## GIVEN EXERCISE
Show every line in the material below that contains the word "green", copying each line unchanged. Matching is case-sensitive.

Detection annotation records:
===

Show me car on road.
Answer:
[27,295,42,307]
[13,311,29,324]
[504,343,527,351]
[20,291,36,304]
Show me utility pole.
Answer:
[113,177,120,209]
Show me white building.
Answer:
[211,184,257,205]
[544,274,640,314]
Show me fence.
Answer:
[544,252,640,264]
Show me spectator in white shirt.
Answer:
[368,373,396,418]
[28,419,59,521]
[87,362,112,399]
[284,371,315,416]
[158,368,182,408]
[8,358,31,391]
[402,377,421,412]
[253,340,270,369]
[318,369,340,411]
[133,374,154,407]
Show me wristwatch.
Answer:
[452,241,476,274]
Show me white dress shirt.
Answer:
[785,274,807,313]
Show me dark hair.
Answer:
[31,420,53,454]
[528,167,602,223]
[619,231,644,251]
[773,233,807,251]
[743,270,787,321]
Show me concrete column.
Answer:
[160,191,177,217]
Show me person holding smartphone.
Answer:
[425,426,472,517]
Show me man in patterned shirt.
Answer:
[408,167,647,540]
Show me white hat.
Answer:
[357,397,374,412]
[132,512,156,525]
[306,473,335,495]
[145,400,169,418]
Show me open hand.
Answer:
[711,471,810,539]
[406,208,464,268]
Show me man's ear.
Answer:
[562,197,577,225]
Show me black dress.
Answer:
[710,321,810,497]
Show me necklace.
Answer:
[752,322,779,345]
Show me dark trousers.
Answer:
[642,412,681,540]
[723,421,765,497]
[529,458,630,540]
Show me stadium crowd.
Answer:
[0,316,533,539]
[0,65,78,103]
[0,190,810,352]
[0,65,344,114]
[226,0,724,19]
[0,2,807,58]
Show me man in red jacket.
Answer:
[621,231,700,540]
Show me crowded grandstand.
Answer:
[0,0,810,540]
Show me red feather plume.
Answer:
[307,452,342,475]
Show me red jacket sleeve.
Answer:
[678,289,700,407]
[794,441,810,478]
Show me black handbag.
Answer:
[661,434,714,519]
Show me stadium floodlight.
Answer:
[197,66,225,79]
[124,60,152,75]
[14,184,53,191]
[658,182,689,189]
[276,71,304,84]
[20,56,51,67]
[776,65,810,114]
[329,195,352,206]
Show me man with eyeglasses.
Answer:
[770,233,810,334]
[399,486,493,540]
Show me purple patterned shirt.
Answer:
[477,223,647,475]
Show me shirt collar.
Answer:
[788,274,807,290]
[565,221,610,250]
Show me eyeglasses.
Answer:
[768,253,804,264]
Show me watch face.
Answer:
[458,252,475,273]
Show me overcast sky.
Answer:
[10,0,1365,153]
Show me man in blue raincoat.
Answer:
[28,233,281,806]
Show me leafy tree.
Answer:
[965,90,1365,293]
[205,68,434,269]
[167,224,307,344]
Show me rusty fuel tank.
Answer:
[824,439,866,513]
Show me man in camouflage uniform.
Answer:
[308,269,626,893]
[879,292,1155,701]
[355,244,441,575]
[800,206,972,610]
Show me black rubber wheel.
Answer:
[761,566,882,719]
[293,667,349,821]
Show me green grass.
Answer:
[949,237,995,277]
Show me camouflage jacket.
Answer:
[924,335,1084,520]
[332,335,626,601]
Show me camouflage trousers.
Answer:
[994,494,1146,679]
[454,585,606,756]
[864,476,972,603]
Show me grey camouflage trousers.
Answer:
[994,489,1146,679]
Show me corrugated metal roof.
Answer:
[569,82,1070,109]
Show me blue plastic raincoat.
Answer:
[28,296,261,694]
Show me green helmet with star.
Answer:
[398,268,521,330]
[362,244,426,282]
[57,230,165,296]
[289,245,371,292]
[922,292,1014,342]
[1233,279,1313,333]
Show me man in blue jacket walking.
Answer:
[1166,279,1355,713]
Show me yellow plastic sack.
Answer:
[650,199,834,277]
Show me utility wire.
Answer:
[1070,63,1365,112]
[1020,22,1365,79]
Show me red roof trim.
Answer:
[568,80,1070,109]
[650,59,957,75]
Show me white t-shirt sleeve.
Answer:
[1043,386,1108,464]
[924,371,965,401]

===

## ANSWER IN FULL
Show me green grass.
Show me green helmet with star.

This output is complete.